▶ TASK OBJECTIVE: What follows is a block of records; reproduce all of it verbatim.

Start of RECORDS FOR THE EXERCISE

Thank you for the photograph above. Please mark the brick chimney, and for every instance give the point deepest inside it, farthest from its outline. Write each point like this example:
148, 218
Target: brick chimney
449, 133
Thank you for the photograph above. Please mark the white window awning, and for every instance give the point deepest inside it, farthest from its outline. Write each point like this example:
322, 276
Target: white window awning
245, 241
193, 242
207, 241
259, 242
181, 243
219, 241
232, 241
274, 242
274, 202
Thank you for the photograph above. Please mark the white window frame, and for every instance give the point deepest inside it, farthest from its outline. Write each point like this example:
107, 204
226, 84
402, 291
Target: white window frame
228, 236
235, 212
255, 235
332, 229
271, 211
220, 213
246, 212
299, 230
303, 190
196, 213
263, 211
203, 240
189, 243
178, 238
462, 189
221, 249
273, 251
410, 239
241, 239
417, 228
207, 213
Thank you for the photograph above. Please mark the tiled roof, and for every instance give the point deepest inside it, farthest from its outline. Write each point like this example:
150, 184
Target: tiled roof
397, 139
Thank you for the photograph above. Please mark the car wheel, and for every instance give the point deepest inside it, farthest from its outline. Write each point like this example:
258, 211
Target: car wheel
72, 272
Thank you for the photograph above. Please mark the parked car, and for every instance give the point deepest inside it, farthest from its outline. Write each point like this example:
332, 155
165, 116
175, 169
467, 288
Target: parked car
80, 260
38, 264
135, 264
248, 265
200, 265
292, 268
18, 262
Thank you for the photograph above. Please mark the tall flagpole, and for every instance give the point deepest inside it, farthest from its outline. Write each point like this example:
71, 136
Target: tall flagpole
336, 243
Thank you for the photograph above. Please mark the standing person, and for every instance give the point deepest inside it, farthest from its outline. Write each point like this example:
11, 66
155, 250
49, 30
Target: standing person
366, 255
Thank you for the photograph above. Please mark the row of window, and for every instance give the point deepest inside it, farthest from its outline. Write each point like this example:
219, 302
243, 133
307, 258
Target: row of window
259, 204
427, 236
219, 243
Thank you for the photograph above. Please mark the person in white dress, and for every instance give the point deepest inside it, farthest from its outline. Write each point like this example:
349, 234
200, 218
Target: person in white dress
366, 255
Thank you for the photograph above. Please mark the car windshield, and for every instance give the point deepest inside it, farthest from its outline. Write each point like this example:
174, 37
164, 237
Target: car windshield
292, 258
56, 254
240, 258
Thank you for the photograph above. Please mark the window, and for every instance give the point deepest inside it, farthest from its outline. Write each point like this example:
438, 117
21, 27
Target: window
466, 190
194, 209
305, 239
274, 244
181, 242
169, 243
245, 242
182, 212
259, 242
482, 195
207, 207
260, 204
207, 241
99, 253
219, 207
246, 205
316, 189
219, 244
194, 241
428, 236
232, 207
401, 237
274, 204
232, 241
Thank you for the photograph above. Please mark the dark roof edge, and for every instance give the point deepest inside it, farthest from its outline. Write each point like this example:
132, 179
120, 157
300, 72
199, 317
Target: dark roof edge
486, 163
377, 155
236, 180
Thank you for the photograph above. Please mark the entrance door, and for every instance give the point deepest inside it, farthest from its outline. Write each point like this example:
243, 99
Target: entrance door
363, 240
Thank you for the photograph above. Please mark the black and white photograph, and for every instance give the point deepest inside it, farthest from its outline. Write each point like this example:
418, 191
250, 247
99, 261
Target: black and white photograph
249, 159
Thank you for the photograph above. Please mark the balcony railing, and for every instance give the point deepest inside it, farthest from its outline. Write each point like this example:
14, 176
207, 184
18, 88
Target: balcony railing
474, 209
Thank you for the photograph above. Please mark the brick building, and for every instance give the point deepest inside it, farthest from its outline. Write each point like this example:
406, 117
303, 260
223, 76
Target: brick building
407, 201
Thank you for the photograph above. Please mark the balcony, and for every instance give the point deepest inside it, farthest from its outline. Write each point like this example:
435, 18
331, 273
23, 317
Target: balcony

End of RECORDS FOR THE EXERCISE

▶ ANSWER FOR THIS EXERCISE:
Thank you for the photograph above. Please mark the brick chimney, and for every instance give the point deepest inside it, farthest from its outline. Write each point like this example:
148, 218
Target: brick chimney
449, 133
Thank you for the photograph above. Please mark the white window awning, and for every instance give the point deepest inside it, farthest from its outline. Write each point like this example:
322, 276
Target: white window awning
245, 241
193, 242
207, 241
259, 242
181, 243
219, 241
232, 241
274, 242
274, 202
Thank you for the photograph above. Please mark the white window frame, and for every instance give the point deepest inside it, farthest from its outline. Write each point like this example:
107, 204
226, 84
402, 291
Target: white window frame
228, 236
235, 212
255, 235
332, 229
271, 211
220, 213
246, 212
299, 230
303, 190
196, 213
263, 211
203, 240
189, 243
178, 238
462, 189
221, 249
273, 251
410, 239
241, 239
417, 228
207, 213
Thank you for the photograph above. Please mark the tiled roof, and for every instance give the point deepest inside it, farthest from its outline. Write each point like this example:
150, 184
Target: tiled roof
397, 139
Thank you for the photograph above. Please mark the car wheel, and for every instance give the point deepest inside it, farthest from its outline. Write each point like this example:
258, 211
Target: car wheel
72, 272
Thank you for the photograph above. Please mark the parked car, and for every instance give the point deepest inside it, farthest from its outline. Write each point like this example:
332, 155
165, 116
175, 169
467, 288
Target: parked car
80, 260
38, 264
135, 264
248, 265
200, 265
292, 268
18, 262
Thank you for the photograph above. Please mark the tall flagpole, and for every instance give the point deepest inside it, farthest from its outline. Write each point like this example:
71, 136
Target: tall flagpole
336, 243
Thank you for the photograph above. Please mark the standing person, and for every instance give the point deepest inside it, farthest from its outline. Write each point like this example:
11, 66
155, 250
49, 30
Target: standing person
366, 255
Thank you for the photograph above. Please mark the row of window, and for every instance give the point deepest inside it, farthest from its outline. Write each point like this example:
219, 302
243, 133
307, 258
Target: row of window
259, 204
427, 236
219, 243
Thank you for the photograph above. Please mark the person in white dress, and for every instance give the point deepest inside it, farthest from its outline. Write each point like this example:
349, 234
200, 218
Target: person in white dress
366, 255
Thank you for the photograph above. Please mark the car windshield, and for every instance give the point deepest inside it, farthest from its outline. Write each point like this example:
174, 37
164, 237
Target: car windshield
292, 258
56, 254
240, 258
Thank you for the photograph above. Please mark the window, and for every instance give the point deepest inside it, farthest from its outline. Write each point like this example:
438, 117
21, 27
Target: window
466, 190
194, 209
305, 239
274, 244
181, 242
169, 243
245, 242
182, 212
259, 242
482, 195
207, 207
260, 204
207, 241
99, 253
219, 207
246, 205
316, 189
219, 244
194, 241
428, 236
232, 207
401, 237
274, 204
232, 241
Thank you for the photograph above. Please mark the dark roof edge, and for every instance give the point deepest inside it, farthest from its outline. Write each point like this example:
132, 179
120, 157
300, 72
199, 317
Target: dark roof edge
486, 163
377, 155
236, 180
Thank you for the photograph above. Please mark the entrance door, and for every instance give the point deepest inside it, farthest from its outline. Write each point like this example:
243, 99
Target: entrance door
363, 240
Thank you for the photograph above. Please mark the black and white photograph, and for every instance give the point deepest inside it, farthest from its outline. Write each point like this example:
418, 191
250, 247
99, 261
Target: black and white photograph
249, 159
Thank you for the photograph above. Please mark the balcony railing, and for every instance give the point deepest inside it, farthest from its outline. Write each point like this example:
14, 176
207, 184
18, 88
Target: balcony railing
474, 209
Thank you for the photograph above. Please mark the brick building, and for every instance give the point deepest inside it, farthest from its outline. Write each point like this example:
406, 117
303, 260
223, 76
Target: brick building
407, 201
Thank you for the photograph above. Please mark the balcony, and for every instance give the point deepest inside it, farthest from its outline. Write each point like this example:
435, 18
331, 273
23, 317
Target: balcony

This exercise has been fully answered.